EXCERPT TO READ:
Botswana ‘Poaching spree’ rattles Kenyan conservationists

A Jumbo feeding at Chobe National Park, PHOTO ;file

Mombasa, KENYA: Wildlife conservationists in Kenya have been rattled by reports stating that not less than 90 elephants in Botswana have been killed by poachers over the past few months.

The reports were first raised by Elephants Without borders – EWB, a wildlife and natural resources conservation organization that is currently conducting an ariel survey of elephants at the Okavango Delta where most of the dead elephants were allegedly spotted with their tusks and in some cases trunks missing.

Despite the Botswana government rubbishing the reports conservations all over the world have expressed concerns  as  Botswana is  considered the remaining population of endangered African elephants.

Speaking to Baraka FM Patricia Awori the director of Pan African Wildlife  said it was worrying to report a case of suspected poaching in a country considered a model in wildlife conservation.

Botswana government denies poaching spree took place

“It attracts a universal reaction to know that the elephant killing has happened in a sanctuary with largest population in Africa where they have never been cases of poaching before,” Awori said.

While rubbishing the claims the Botswana government called out the conservationists who had blown the whistle  saying they were ‘Giving a false impression that they love Botswana wildlife more than the people’.

REQUIRED WORK:
[a] Name every place mentioned in the report on elephant poaching in Botswana.
[b] In the report on elephant poaching in Botswana, condense the paragraph beginning "The reports were first raised" into one shorter sentence that keeps its main facts.
The entries in the data listing are not needed for this work.

Data listing:
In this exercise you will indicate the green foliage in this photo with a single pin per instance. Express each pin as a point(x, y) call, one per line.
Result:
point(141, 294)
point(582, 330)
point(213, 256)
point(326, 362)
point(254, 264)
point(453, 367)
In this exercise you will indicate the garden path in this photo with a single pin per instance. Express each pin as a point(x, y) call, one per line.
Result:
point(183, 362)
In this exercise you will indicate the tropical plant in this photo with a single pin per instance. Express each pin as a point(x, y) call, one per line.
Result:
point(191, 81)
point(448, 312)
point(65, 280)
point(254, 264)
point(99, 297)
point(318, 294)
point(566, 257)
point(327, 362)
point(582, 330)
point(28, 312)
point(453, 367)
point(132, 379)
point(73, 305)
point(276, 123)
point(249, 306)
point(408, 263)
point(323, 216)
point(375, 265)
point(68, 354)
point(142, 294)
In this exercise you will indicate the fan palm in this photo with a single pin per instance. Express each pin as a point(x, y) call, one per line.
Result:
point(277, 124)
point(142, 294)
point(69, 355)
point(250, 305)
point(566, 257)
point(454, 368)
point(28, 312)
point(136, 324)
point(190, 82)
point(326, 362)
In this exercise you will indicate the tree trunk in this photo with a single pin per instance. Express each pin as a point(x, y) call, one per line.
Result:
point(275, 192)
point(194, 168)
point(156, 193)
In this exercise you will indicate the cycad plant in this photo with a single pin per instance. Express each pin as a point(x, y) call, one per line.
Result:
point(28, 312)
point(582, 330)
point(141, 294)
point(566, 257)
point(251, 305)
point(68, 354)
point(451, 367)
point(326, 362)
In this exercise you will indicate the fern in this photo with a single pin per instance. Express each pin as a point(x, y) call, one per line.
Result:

OUTPUTS FOR THE TASKS:
[a] Chobe National Park, Mombasa, Kenya, Botswana, Okavango Delta, Africa

[b] Elephants Without Borders (EWB), a wildlife and natural resources conservation organization conducting an aerial elephant survey at the Okavango Delta, first raised the reports, and most of the dead elephants were allegedly spotted there with tusks, and sometimes trunks, missing.